◆ Short task 1: Extract the passage of the Dayton flood article starting with "Cities were often" and going on through "into the town.", word for word.

The Great Dayton Flood of 1913

After the great tornadoes which struck Omaha 100 years ago, the United States was soon struck again with more natural disasters. The storm that caused the great tornadoes in Omaha encountered two other weather fronts, causing record-breaking rainfall. The ground was already soaked with rain from other storms, so when 8-11 inches of rain quickly fell, little of the water soaked into the ground. Instead it ran off into the streams and rivers, and the deluge of water caused them to quickly overflow.

Flooded Mail Street

Cities were often founded along rivers, as they were avenues for travel and commerce. Dayton, Ohio was no exception. It was built where three tributaries flowed into the Great Miami River. On March 24, 1913, after the heavy rains, the river quickly rose. Early on the morning of March 25 the police were informed that the levees were nearly breaking, and it wasn’t long before the water began rushing over at 100,000 cubic feet per second. The city was built on the river’s floodplain, so the water came through the streets of the downtown business district and quickly rose. Derbies had been allowed to pile up in the water under the city’s bridges. This restricted the flow of water and creating dams which held back the flood waters and diverted them into the town.

◆ Listed records:
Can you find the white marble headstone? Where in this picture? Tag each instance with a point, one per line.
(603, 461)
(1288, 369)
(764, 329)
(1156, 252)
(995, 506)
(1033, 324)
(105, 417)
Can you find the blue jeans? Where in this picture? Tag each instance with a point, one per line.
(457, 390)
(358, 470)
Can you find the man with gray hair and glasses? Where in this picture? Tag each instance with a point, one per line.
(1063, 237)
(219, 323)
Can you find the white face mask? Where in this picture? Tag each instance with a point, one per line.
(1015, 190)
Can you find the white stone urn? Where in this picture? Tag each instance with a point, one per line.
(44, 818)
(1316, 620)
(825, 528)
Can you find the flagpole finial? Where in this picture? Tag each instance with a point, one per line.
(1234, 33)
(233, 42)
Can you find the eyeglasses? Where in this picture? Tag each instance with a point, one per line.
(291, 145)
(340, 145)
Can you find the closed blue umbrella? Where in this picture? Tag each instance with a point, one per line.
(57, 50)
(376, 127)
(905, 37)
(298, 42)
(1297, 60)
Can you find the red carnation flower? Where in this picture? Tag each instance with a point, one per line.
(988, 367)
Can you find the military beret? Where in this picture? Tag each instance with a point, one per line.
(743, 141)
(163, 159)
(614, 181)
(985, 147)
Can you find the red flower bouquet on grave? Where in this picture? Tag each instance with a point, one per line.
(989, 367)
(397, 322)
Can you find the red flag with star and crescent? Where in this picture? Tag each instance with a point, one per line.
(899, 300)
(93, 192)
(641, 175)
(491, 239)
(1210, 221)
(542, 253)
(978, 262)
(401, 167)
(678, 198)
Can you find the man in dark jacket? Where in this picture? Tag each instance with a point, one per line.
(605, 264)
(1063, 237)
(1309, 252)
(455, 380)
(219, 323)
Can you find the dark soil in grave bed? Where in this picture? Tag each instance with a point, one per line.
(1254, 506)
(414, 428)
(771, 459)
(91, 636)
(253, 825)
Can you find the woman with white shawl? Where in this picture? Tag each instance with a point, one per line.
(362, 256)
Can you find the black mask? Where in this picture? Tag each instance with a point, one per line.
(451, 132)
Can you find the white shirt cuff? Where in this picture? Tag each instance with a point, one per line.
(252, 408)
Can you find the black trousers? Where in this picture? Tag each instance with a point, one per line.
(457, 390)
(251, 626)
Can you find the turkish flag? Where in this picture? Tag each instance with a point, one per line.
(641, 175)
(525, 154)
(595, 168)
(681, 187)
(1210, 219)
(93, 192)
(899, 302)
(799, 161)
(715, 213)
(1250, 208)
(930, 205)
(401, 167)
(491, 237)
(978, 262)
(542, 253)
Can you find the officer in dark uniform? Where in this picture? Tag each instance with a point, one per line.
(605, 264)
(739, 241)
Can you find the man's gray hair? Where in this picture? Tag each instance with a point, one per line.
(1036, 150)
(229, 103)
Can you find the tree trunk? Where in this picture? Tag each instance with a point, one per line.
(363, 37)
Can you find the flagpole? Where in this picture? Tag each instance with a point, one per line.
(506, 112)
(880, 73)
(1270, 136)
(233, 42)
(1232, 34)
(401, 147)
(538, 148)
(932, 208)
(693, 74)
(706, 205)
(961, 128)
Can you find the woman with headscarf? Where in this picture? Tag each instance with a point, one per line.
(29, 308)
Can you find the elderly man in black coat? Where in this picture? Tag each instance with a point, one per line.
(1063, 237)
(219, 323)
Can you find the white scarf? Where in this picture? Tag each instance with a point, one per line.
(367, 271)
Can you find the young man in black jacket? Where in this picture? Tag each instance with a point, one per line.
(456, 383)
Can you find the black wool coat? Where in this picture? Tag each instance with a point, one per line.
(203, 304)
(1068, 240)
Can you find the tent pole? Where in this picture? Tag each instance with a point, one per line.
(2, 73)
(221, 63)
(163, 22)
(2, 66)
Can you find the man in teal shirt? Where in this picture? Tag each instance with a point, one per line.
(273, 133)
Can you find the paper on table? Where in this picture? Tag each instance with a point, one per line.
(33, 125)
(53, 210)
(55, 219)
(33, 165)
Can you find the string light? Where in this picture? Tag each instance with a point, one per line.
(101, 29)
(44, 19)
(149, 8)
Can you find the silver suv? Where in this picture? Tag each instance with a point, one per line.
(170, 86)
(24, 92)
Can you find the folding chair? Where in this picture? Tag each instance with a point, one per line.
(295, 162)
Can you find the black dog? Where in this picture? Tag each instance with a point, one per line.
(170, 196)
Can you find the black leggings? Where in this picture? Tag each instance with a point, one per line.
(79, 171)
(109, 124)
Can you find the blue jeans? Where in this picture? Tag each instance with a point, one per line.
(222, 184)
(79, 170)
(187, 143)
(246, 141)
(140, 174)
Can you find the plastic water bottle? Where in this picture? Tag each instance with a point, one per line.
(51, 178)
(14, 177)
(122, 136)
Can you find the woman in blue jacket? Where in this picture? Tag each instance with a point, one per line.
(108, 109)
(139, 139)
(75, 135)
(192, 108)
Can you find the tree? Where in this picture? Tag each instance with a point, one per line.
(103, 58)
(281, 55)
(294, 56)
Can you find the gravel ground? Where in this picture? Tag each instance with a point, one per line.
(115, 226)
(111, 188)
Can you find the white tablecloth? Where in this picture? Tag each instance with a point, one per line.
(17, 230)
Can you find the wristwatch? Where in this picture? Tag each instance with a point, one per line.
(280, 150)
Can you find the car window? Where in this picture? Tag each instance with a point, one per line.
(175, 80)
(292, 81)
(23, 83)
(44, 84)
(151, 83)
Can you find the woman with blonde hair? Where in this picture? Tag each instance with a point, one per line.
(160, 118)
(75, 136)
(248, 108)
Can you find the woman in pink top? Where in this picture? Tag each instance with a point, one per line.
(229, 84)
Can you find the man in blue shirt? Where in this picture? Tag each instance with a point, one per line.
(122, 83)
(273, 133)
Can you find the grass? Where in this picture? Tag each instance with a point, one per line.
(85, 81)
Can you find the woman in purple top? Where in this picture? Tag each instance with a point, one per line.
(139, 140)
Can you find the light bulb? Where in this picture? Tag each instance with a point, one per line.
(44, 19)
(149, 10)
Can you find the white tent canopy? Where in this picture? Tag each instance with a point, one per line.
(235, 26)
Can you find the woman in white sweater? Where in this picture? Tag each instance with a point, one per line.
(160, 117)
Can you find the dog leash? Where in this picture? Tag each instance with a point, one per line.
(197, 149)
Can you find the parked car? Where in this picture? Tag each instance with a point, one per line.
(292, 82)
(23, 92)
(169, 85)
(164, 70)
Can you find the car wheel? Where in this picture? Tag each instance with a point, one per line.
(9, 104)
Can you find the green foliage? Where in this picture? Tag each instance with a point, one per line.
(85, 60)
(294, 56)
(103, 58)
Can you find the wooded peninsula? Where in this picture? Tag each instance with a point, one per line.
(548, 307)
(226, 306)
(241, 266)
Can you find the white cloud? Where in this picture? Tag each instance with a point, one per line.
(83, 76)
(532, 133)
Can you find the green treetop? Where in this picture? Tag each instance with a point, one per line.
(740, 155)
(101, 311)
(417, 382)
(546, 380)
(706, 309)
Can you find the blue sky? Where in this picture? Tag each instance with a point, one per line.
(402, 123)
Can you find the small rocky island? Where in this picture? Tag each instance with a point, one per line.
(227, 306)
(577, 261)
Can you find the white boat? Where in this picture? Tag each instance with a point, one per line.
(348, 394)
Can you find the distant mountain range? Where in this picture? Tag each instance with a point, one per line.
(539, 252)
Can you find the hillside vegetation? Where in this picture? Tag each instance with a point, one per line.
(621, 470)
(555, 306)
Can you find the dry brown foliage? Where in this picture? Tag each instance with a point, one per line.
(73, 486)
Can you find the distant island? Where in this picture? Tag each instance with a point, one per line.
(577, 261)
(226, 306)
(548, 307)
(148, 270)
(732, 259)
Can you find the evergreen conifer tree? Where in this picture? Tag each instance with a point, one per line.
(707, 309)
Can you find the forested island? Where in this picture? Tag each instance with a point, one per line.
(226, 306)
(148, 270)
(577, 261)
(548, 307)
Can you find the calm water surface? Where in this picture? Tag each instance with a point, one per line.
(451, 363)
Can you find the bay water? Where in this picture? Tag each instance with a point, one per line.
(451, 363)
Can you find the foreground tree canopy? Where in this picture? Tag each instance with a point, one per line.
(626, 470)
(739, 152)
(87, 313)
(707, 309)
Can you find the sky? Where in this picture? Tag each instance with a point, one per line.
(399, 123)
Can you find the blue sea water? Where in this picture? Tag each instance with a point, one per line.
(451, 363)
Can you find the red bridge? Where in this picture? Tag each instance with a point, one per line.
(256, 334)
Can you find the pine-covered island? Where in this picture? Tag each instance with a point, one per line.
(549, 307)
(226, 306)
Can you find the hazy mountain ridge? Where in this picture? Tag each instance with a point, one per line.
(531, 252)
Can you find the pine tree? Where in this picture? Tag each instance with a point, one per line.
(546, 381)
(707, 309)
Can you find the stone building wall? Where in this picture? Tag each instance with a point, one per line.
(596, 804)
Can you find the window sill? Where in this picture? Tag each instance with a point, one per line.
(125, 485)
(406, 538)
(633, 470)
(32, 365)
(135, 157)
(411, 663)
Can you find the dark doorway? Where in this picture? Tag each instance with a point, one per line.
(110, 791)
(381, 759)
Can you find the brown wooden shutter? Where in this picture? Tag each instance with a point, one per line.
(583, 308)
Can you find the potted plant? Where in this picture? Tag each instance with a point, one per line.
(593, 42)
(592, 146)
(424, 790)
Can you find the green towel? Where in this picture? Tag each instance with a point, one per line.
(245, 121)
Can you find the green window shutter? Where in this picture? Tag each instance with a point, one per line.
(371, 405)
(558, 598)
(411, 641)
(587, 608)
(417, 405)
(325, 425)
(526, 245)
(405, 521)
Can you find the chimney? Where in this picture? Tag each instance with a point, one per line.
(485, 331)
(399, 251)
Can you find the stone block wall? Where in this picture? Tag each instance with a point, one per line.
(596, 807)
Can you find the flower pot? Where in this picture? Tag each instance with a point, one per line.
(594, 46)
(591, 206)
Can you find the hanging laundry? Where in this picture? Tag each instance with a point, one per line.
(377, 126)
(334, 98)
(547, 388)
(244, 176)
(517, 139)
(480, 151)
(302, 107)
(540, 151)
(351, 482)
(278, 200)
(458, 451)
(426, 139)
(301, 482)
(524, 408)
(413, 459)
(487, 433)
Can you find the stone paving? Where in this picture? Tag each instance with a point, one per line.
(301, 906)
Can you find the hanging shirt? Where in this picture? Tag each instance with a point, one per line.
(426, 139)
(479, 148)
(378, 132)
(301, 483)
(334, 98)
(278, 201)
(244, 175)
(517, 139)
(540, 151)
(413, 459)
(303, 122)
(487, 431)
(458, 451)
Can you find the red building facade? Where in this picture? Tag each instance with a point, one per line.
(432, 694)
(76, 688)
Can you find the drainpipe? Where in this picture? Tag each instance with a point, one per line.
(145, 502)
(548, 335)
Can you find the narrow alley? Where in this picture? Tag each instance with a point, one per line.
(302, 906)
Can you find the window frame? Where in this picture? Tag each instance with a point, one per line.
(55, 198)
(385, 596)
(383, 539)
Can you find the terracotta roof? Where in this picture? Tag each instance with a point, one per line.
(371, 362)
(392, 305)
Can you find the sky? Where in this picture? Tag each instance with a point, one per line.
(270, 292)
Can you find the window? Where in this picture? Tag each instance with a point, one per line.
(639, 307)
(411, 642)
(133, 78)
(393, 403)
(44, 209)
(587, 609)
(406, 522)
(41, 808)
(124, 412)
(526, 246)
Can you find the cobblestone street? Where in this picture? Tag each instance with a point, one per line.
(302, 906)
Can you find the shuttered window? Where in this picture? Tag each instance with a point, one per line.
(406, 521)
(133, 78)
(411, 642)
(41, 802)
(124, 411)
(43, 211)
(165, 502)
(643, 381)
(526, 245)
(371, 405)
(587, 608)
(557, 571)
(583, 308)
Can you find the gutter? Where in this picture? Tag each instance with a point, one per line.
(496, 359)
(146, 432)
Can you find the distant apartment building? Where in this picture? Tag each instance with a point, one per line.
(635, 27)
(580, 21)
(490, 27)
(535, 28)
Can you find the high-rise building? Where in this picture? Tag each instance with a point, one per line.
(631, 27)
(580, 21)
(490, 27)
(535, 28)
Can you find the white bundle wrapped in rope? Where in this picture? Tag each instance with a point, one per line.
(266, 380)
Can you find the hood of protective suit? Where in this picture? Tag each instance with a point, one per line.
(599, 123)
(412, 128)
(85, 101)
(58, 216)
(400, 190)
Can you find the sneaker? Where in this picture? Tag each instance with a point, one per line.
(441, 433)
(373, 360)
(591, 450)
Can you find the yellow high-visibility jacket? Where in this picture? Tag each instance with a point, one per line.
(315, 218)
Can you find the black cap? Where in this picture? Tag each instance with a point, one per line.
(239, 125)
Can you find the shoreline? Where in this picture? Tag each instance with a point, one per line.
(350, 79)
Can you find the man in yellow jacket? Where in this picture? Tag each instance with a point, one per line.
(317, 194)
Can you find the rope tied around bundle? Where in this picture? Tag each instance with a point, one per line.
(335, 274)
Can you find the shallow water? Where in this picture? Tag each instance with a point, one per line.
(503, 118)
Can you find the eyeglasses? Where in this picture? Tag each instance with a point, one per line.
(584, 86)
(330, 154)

◆ Short task 2: Could you lay out the lines of the listing as a JSON list of strings, one string per line and no blank lines, starting with the line with "Can you find the shallow" and going on through the end of the listing?

◆ Answer 1:
Cities were often founded along rivers, as they were avenues for travel and commerce. Dayton, Ohio was no exception. It was built where three tributaries flowed into the Great Miami River. On March 24, 1913, after the heavy rains, the river quickly rose. Early on the morning of March 25 the police were informed that the levees were nearly breaking, and it wasn’t long before the water began rushing over at 100,000 cubic feet per second. The city was built on the river’s floodplain, so the water came through the streets of the downtown business district and quickly rose. Derbies had been allowed to pile up in the water under the city’s bridges. This restricted the flow of water and creating dams which held back the flood waters and diverted them into the town.

◆ Answer 2:
[
  "Can you find the shallow water? Where in this picture? Tag each instance with a point, one per line.",
  "(503, 118)",
  "Can you find the eyeglasses? Where in this picture? Tag each instance with a point, one per line.",
  "(584, 86)",
  "(330, 154)"
]